| WHAT NEEDS TO BE DONE |
Extract the final stretch of the data: the line that contains "Then each instance" and every line after it, unaltered, and no other lines.
*** Begin section ***
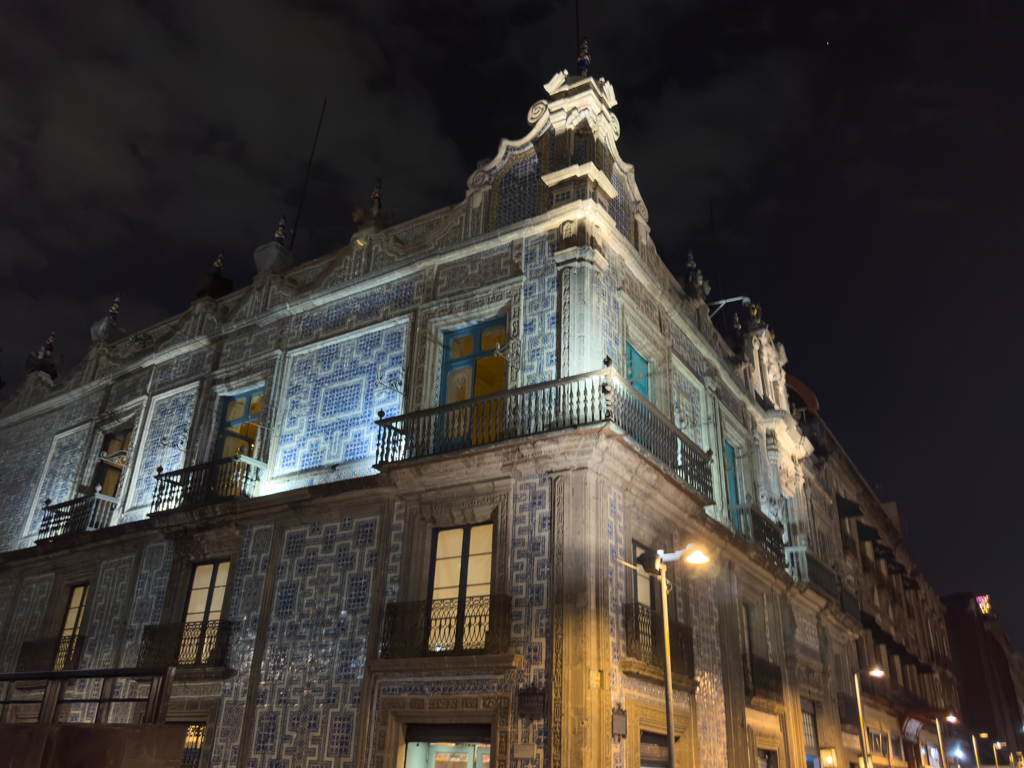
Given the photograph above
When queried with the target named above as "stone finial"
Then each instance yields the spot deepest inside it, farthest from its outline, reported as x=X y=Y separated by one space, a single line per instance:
x=376 y=200
x=43 y=359
x=215 y=284
x=583 y=59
*** End section ***
| SOLVED EXERCISE |
Then each instance yields the spot deepest inside it, farthest from its outline, reported as x=X y=Y separated by one space, a single line per instance:
x=376 y=200
x=43 y=359
x=215 y=284
x=583 y=59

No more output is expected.